*** 阅读节选
分布式关系数据库上的关键字查询

英文题名：Keyword Search on Distributed Relational Databases
作者：李一罡
论文级别：硕士
学科专业名称：计算机科学与技术
中文关键词：分布式数据库 ; 关键字 ; top-k
英文关键词：distributed databases ; keyword search ; top-k
学位年度：2009
导师：高宏
学科代码：081202
学位授予单位：哈尔滨工业大学
论文提交日期：2009-06-01

摘要

在信息飞速增长的时代,分布式数据库成为大型企业存储信息的首选方式,方便快速的查询关系数据成为一个科研难题。随着网络技术和搜索技术的兴起,关键字查询与传统的SQL查询相比,显示出巨大的优势。首先用户不需要知道数据库的模式信息;其次用户不需要掌握复杂的数据库查询语言,如SQL等。如何将关键字查询技术运用到分布式数据库上就变得格外重要。本文主要研究分布式数据库上的关键字查询问题。
     本文首先提出单数据库上的关键字查询算法。该算法首先给出了一种新的相关性评价函数,新的评价函数重新定义了元组对关键字的包含关系,通过分析数据库模式与查询内容的语义信息来评价元组与查询关键字的相关性;接着基于新的评价函数,提出基于数据块迭代的TOP-K查询算法,该算法通过对未产生结果分值的估计有效的降低了算法的IO时间。
     本文接着在单数据库查询算法的基础上,提出了分布式数据库上的关键字查询算法。该算法首先给出了分布式数据库的数据模型,该模型之上关键字查询的结果定义以及适应于分布式环境的结果评价函数;接着提出扩展的连接表达式生成算法;为了降低分布式环境下查询的执行代价,设计了过滤无效查询的可达性索引以及索引的更新策略;最后给出了分布式环境下的TOP-K查询算法。
     基于以上提出的算法,设计并实现了真实分布式数据库环境下的关键字查询系统。该系统可以有效的支持单节点以及多节点上的查询。在该系统下,我们从多个角度设计了实验内容,实验结果表明本文算法在精确性和高效性都有所提高。
For the information overload problem is acute day by day, distributed database become the first choice for large enterprises. How to query the relational data from it in a convenient and efficient way turns to be an important research problem in the database area. With the popularization of networking and searching technique, keyword search shows great advantage comparing with the traditional SQL query. By using keyword search, the users don't need to know the schema of the database, neither to learn the complex query language such as SQL. Therefore, it is an essential job to apply keyword search onto the distributed databases. This paper mainly focuses on the keyword search problem on distributed relational databases.
******
__任务指令 1__.
根据阅读节选，这篇论文的学位授予单位是哪所学校？
__任务指令 2__.
收集记录中所有含有字符串“shoe”的行，逐行抄录。匹配时区分大小写。
*** 所示信息
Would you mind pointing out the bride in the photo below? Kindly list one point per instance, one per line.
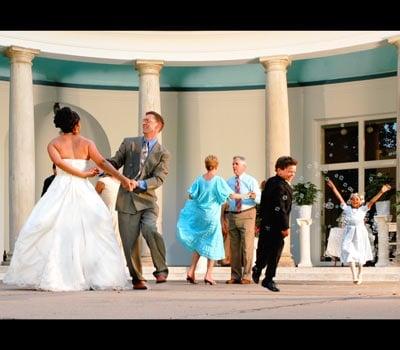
(68, 242)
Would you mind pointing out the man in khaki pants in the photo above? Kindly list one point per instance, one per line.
(241, 217)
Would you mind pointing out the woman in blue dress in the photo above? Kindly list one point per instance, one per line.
(199, 223)
(356, 247)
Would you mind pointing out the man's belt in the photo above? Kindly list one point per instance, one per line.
(241, 211)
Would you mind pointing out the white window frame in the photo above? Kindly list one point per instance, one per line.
(361, 165)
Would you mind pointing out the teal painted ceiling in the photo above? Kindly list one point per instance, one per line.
(366, 64)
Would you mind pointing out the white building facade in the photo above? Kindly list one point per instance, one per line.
(328, 99)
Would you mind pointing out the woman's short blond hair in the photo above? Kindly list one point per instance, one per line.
(211, 162)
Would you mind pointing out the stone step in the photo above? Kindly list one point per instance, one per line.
(376, 274)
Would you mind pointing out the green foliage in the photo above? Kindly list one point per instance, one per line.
(305, 193)
(374, 185)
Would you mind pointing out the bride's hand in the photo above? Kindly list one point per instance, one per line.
(127, 184)
(91, 172)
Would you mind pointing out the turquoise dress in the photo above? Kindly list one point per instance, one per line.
(199, 223)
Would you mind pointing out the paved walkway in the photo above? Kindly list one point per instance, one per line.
(179, 300)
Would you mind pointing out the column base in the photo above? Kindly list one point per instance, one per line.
(6, 259)
(286, 260)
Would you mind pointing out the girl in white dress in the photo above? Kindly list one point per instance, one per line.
(356, 247)
(68, 242)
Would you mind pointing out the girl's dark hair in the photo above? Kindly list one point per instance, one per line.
(65, 119)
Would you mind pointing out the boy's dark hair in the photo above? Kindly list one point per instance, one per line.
(284, 162)
(157, 117)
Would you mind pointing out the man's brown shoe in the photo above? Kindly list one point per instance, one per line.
(139, 285)
(232, 281)
(245, 281)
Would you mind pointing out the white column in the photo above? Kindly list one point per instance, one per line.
(305, 256)
(277, 132)
(21, 140)
(396, 41)
(150, 100)
(383, 239)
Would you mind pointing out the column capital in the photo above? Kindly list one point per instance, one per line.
(275, 62)
(148, 66)
(394, 41)
(21, 54)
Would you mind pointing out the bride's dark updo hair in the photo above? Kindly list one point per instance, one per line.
(65, 118)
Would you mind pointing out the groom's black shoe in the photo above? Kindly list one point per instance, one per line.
(161, 278)
(270, 285)
(255, 275)
(139, 285)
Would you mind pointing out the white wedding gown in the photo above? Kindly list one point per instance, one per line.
(68, 242)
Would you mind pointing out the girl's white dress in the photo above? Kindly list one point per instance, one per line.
(356, 245)
(68, 242)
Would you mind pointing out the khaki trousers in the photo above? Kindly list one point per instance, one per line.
(241, 234)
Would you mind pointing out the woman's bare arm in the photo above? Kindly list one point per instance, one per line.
(58, 161)
(374, 199)
(335, 191)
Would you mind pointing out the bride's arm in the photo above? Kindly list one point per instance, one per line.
(57, 160)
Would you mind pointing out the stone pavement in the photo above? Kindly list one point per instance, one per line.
(180, 300)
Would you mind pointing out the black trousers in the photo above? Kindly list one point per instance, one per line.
(269, 251)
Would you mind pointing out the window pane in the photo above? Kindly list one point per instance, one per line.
(341, 143)
(380, 139)
(346, 181)
(372, 186)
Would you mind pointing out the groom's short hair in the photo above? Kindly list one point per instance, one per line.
(157, 117)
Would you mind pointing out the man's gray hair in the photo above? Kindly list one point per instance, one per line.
(243, 159)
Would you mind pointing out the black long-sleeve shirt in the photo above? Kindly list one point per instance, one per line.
(276, 204)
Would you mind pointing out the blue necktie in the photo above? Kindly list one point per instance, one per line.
(143, 156)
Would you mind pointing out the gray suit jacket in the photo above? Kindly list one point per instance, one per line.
(154, 173)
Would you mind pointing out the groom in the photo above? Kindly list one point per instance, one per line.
(146, 163)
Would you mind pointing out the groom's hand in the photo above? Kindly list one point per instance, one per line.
(127, 184)
(134, 184)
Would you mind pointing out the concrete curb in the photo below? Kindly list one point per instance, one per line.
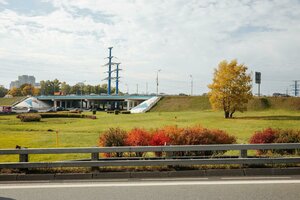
(154, 174)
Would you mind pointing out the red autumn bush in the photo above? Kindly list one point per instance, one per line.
(138, 137)
(111, 138)
(198, 135)
(159, 138)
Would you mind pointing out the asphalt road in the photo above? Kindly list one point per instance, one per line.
(231, 188)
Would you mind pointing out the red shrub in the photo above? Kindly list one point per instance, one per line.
(174, 133)
(137, 137)
(159, 138)
(113, 137)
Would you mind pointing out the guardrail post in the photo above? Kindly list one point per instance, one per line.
(95, 157)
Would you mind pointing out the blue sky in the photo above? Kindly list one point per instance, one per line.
(68, 40)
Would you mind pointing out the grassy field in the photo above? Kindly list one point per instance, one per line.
(85, 132)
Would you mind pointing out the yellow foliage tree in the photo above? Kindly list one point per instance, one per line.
(231, 88)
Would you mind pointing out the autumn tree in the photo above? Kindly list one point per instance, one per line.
(231, 88)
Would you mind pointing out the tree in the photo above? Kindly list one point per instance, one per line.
(3, 91)
(27, 89)
(15, 92)
(231, 88)
(65, 88)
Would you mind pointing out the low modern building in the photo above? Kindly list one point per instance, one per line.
(22, 80)
(102, 102)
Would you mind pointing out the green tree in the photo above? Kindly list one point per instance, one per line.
(27, 89)
(65, 88)
(231, 88)
(15, 92)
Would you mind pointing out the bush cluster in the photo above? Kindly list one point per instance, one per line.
(270, 135)
(169, 135)
(29, 117)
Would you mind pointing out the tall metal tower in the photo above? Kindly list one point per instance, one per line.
(109, 77)
(296, 87)
(117, 78)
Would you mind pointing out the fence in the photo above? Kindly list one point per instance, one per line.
(168, 160)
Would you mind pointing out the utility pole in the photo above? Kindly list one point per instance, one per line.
(296, 87)
(157, 81)
(191, 76)
(109, 71)
(127, 88)
(117, 78)
(258, 81)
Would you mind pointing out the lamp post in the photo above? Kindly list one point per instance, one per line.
(191, 76)
(157, 81)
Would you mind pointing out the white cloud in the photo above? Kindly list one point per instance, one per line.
(180, 37)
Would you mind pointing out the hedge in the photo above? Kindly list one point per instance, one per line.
(169, 135)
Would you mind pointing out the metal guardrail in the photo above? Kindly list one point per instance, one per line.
(243, 159)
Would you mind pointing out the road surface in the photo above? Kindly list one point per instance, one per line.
(222, 188)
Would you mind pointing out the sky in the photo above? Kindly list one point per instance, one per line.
(68, 40)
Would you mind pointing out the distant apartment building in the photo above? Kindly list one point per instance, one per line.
(22, 80)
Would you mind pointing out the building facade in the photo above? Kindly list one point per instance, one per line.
(22, 80)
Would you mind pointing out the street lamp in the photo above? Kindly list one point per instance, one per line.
(191, 76)
(157, 81)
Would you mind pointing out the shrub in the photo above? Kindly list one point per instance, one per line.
(61, 115)
(138, 137)
(270, 135)
(90, 116)
(159, 138)
(29, 117)
(198, 135)
(125, 112)
(113, 137)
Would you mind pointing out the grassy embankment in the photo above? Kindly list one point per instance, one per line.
(85, 132)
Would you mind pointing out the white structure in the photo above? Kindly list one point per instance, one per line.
(146, 105)
(31, 103)
(22, 80)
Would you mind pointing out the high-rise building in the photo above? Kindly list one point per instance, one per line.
(22, 80)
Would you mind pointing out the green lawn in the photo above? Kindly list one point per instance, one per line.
(85, 132)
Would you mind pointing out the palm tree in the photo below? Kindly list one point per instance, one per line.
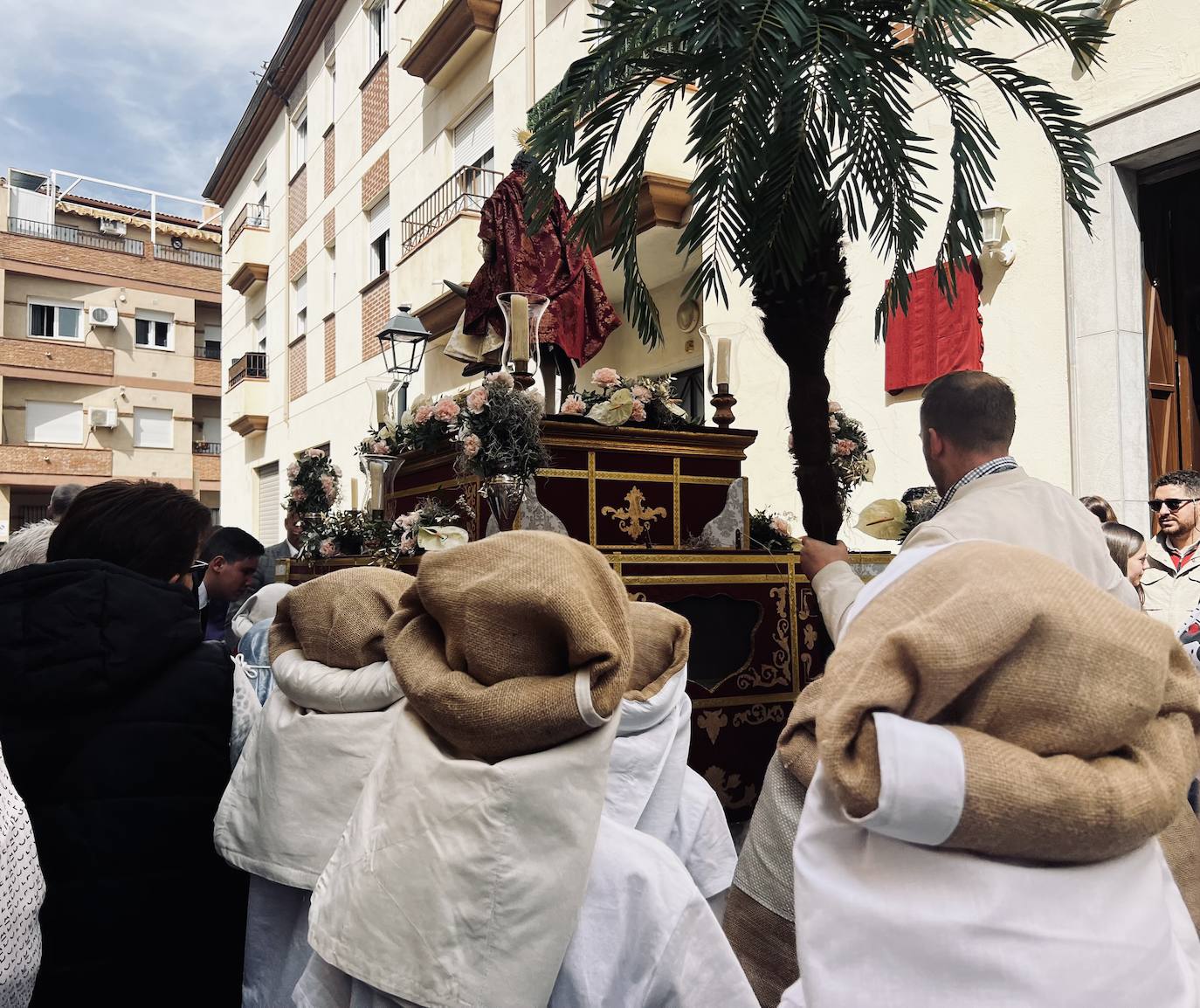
(801, 132)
******
__书面回答 1__.
哈尔滨工业大学

__书面回答 2__.
Would you mind pointing out the man's brown shoe in the photo above? Kindly list one point per instance, one per line.
Would you mind pointing out the groom's black shoe in the photo above? Kindly list one point per instance, one per line.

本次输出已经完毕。